Set down exactly the lines from the one containing "Place a pin on every instance of the paving" through the end of the records below, both included, and nothing else.

-- Start of Data lines --

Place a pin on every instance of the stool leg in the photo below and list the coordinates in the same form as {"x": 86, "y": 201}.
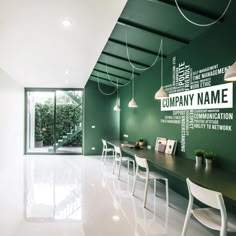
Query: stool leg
{"x": 114, "y": 165}
{"x": 135, "y": 178}
{"x": 155, "y": 187}
{"x": 167, "y": 192}
{"x": 119, "y": 169}
{"x": 145, "y": 193}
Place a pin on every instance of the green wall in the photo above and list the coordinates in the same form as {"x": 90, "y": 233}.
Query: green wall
{"x": 215, "y": 46}
{"x": 98, "y": 112}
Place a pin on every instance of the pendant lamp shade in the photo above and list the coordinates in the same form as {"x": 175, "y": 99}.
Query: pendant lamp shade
{"x": 230, "y": 74}
{"x": 132, "y": 103}
{"x": 161, "y": 93}
{"x": 116, "y": 107}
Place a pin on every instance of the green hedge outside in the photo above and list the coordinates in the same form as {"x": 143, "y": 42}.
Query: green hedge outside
{"x": 65, "y": 122}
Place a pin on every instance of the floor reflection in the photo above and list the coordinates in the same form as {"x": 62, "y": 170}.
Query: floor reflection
{"x": 53, "y": 190}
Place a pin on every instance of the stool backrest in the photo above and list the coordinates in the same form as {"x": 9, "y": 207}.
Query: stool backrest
{"x": 141, "y": 162}
{"x": 209, "y": 197}
{"x": 104, "y": 142}
{"x": 118, "y": 153}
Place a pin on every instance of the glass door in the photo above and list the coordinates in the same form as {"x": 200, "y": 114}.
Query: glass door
{"x": 53, "y": 121}
{"x": 68, "y": 122}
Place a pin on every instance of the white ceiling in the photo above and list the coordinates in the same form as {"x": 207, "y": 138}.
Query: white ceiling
{"x": 37, "y": 51}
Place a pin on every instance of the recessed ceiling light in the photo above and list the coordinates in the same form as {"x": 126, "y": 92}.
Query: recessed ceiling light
{"x": 115, "y": 218}
{"x": 66, "y": 22}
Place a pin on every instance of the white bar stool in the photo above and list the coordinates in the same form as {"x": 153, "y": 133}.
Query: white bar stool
{"x": 106, "y": 150}
{"x": 215, "y": 216}
{"x": 119, "y": 159}
{"x": 147, "y": 175}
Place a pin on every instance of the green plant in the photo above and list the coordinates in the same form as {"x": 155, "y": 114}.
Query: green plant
{"x": 199, "y": 152}
{"x": 210, "y": 155}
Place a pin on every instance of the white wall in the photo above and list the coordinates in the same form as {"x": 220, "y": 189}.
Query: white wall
{"x": 11, "y": 154}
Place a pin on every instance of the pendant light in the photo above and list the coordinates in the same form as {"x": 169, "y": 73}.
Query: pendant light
{"x": 161, "y": 93}
{"x": 116, "y": 107}
{"x": 230, "y": 74}
{"x": 132, "y": 102}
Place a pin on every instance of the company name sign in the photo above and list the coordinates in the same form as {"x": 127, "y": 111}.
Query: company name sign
{"x": 214, "y": 97}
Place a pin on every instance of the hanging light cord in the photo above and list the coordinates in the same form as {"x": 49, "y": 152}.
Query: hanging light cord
{"x": 128, "y": 56}
{"x": 117, "y": 91}
{"x": 161, "y": 46}
{"x": 133, "y": 88}
{"x": 132, "y": 76}
{"x": 197, "y": 24}
{"x": 99, "y": 87}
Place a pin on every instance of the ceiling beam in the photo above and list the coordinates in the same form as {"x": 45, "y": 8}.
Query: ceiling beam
{"x": 123, "y": 21}
{"x": 134, "y": 47}
{"x": 124, "y": 59}
{"x": 117, "y": 76}
{"x": 117, "y": 68}
{"x": 107, "y": 80}
{"x": 188, "y": 7}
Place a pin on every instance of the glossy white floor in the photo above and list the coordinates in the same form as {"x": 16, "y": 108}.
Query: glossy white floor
{"x": 79, "y": 196}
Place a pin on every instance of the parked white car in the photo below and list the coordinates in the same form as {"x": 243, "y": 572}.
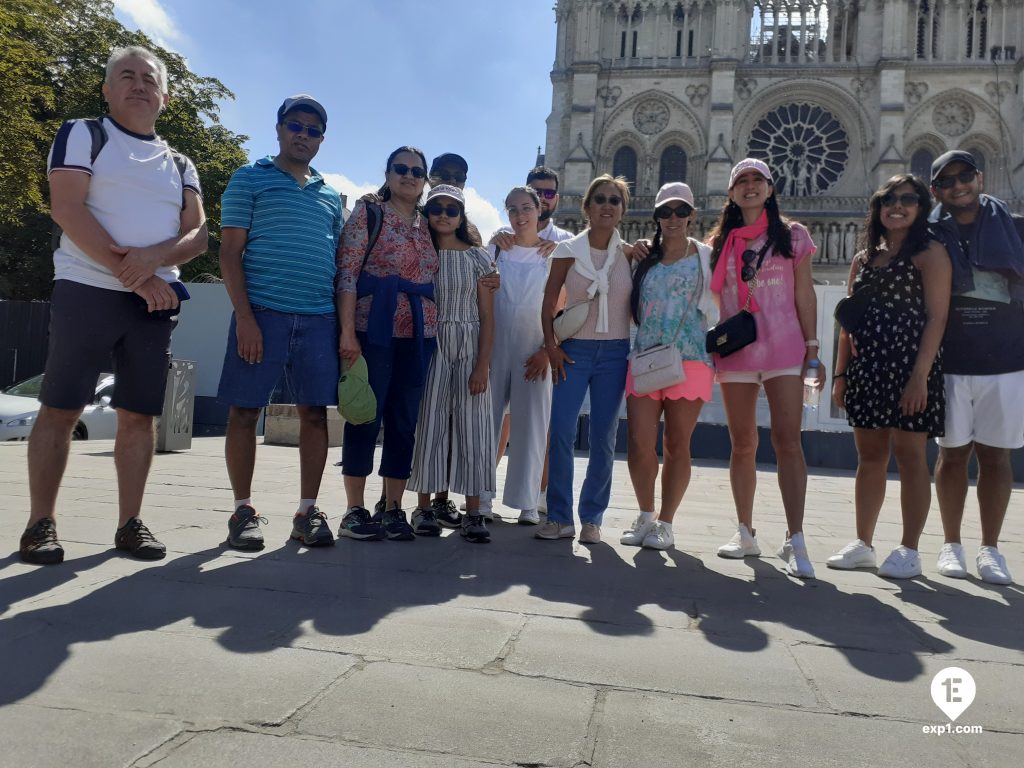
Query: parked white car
{"x": 18, "y": 409}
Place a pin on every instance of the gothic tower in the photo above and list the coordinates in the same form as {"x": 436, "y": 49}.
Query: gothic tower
{"x": 838, "y": 95}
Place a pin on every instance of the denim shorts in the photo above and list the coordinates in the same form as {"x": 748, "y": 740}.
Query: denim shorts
{"x": 303, "y": 347}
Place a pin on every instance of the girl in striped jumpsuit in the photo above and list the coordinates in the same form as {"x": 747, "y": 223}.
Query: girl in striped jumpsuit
{"x": 455, "y": 443}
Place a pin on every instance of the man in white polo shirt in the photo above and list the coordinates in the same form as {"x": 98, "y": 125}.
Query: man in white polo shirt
{"x": 131, "y": 211}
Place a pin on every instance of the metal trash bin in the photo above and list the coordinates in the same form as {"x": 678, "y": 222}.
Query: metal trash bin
{"x": 174, "y": 427}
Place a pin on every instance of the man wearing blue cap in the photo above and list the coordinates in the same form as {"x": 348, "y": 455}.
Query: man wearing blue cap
{"x": 281, "y": 224}
{"x": 983, "y": 358}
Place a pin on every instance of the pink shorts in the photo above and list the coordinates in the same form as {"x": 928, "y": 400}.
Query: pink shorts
{"x": 696, "y": 386}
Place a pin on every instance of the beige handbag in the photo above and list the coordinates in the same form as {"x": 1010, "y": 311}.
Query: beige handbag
{"x": 660, "y": 367}
{"x": 568, "y": 321}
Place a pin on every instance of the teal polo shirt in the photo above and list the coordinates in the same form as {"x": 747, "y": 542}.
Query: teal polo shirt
{"x": 289, "y": 259}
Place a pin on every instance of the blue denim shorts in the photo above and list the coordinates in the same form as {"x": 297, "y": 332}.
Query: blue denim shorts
{"x": 303, "y": 347}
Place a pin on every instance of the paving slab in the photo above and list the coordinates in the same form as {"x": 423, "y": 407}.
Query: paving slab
{"x": 674, "y": 660}
{"x": 558, "y": 653}
{"x": 470, "y": 714}
{"x": 654, "y": 731}
{"x": 238, "y": 750}
{"x": 44, "y": 737}
{"x": 171, "y": 675}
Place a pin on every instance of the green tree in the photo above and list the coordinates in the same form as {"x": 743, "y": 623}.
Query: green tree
{"x": 52, "y": 53}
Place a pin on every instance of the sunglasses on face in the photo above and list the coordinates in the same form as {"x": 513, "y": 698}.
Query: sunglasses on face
{"x": 748, "y": 272}
{"x": 436, "y": 209}
{"x": 906, "y": 200}
{"x": 682, "y": 211}
{"x": 965, "y": 177}
{"x": 296, "y": 127}
{"x": 400, "y": 169}
{"x": 449, "y": 176}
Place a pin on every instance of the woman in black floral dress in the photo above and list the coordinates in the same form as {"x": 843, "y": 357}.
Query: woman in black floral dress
{"x": 891, "y": 386}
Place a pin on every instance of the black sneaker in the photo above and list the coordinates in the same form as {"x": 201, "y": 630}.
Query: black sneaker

-- End of Data lines --

- Answer to the exercise:
Place a pin on every instance of the paving slab in the photo above and list the coordinates in the same form as {"x": 423, "y": 407}.
Query: paving slab
{"x": 674, "y": 660}
{"x": 558, "y": 653}
{"x": 470, "y": 714}
{"x": 654, "y": 731}
{"x": 238, "y": 750}
{"x": 44, "y": 737}
{"x": 171, "y": 675}
Place a pin on every instance of the green tree in the photo above and list the coordinates in the same form as {"x": 743, "y": 623}.
Query: green tree
{"x": 52, "y": 53}
Place a pin on every instance of the sunglasses on face in the photo above and list the coordinates in the same form as {"x": 513, "y": 698}.
Query: sunglasses on face
{"x": 748, "y": 272}
{"x": 436, "y": 209}
{"x": 906, "y": 200}
{"x": 682, "y": 211}
{"x": 965, "y": 177}
{"x": 296, "y": 127}
{"x": 400, "y": 169}
{"x": 449, "y": 176}
Place a pin on every instance of the woman in black floral dress in the photo above and list the coordinates in the same form as {"x": 843, "y": 357}.
Query: woman in black floral dress
{"x": 891, "y": 386}
Place a pin on every instance of the black sneaker in the photo above and list the coordinates in the same form as {"x": 201, "y": 630}.
Query: black sneaker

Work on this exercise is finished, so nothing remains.